DATA LISTING.
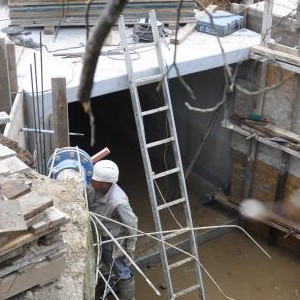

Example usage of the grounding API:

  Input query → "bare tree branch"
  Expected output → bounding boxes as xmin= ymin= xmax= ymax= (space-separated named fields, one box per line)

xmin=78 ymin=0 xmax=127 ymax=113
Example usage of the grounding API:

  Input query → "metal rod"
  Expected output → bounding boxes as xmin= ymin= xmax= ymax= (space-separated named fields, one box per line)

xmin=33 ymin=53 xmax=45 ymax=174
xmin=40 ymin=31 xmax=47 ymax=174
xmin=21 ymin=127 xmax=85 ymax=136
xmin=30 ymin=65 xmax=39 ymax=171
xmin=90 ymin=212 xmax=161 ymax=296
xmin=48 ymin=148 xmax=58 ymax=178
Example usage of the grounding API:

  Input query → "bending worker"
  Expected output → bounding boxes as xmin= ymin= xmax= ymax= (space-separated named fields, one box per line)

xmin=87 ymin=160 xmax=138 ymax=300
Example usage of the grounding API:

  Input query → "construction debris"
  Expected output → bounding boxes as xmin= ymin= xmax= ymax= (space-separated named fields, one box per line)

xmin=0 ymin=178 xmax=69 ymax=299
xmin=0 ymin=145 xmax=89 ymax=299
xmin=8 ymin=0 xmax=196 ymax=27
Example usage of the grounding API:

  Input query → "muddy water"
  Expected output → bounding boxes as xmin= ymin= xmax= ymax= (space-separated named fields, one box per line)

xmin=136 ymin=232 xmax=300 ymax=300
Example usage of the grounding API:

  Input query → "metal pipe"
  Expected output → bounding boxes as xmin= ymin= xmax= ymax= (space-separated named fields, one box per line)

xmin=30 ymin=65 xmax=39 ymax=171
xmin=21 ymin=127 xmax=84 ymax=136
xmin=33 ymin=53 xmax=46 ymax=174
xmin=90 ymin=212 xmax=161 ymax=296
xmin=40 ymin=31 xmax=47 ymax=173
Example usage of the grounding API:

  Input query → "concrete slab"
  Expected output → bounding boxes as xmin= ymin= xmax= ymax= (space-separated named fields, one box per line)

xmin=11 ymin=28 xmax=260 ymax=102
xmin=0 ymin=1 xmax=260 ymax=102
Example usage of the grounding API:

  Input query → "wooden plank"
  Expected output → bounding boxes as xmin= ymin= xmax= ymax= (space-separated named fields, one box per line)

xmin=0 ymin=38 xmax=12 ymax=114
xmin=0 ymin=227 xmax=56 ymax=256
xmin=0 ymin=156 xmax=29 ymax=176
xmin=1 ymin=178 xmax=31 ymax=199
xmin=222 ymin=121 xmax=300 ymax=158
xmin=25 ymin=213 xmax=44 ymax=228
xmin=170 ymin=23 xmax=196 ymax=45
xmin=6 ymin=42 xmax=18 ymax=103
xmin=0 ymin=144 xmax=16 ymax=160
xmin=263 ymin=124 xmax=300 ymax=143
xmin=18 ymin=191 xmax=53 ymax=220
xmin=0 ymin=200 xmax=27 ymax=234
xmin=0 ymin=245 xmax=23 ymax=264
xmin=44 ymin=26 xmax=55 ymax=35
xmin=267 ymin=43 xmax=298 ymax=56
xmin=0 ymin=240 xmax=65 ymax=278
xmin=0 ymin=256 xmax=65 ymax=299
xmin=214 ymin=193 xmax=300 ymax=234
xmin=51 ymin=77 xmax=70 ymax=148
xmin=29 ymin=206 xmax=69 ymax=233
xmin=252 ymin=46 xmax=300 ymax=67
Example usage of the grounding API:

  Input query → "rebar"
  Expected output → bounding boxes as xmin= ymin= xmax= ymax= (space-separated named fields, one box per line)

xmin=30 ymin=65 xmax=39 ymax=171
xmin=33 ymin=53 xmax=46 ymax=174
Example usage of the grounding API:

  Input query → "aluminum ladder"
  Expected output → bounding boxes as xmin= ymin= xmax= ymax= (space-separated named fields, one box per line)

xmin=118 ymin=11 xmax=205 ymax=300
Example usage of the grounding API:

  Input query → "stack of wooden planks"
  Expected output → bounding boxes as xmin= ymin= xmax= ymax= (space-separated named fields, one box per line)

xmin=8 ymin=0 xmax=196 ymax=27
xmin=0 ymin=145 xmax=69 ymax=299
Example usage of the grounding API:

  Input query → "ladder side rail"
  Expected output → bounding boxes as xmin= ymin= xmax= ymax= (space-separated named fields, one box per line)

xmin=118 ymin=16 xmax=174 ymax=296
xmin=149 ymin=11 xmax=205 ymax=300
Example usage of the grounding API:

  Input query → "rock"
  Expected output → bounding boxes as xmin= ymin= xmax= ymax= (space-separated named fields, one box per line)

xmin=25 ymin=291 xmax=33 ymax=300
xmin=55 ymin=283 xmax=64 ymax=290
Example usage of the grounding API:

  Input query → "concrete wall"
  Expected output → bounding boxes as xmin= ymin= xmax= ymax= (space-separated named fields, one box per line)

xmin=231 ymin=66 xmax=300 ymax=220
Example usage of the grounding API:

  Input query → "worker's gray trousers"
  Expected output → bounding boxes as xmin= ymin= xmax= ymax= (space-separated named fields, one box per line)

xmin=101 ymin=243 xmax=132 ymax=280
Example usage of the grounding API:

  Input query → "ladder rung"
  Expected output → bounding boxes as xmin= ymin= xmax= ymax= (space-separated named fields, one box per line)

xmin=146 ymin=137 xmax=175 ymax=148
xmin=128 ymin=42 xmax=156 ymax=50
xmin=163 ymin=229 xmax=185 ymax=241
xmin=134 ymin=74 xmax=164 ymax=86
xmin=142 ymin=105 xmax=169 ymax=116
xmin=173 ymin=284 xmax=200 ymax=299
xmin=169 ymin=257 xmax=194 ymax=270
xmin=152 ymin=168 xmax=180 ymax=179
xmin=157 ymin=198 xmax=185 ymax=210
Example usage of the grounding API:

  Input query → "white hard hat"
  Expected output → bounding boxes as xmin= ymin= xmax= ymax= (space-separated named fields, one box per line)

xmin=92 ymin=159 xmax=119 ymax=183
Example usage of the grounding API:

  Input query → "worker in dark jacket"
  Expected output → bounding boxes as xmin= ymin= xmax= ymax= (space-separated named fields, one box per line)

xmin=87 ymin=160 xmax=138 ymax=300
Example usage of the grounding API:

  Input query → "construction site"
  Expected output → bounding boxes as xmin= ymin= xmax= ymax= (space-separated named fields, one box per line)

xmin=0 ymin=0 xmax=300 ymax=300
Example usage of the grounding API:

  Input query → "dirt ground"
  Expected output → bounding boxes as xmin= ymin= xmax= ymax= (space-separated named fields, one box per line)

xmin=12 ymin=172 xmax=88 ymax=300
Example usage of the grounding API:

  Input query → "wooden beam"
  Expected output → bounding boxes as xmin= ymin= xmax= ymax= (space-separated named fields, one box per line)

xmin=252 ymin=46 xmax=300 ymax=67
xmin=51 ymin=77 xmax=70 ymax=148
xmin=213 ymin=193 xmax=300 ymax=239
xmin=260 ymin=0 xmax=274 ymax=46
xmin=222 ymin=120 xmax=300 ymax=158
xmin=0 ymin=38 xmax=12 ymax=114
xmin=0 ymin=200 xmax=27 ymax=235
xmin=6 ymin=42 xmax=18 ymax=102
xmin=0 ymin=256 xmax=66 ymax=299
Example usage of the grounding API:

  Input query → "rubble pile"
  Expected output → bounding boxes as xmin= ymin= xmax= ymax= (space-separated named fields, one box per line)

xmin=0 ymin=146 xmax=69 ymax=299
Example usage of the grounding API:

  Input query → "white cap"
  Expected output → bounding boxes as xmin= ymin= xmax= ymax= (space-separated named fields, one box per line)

WHAT TO DO. Collect every line in the records above that contains the string "metal", and copy each one in full. The match is case-sensitive.

ANSWER.
  Input query → "metal rod"
  Input query → "metal pipe"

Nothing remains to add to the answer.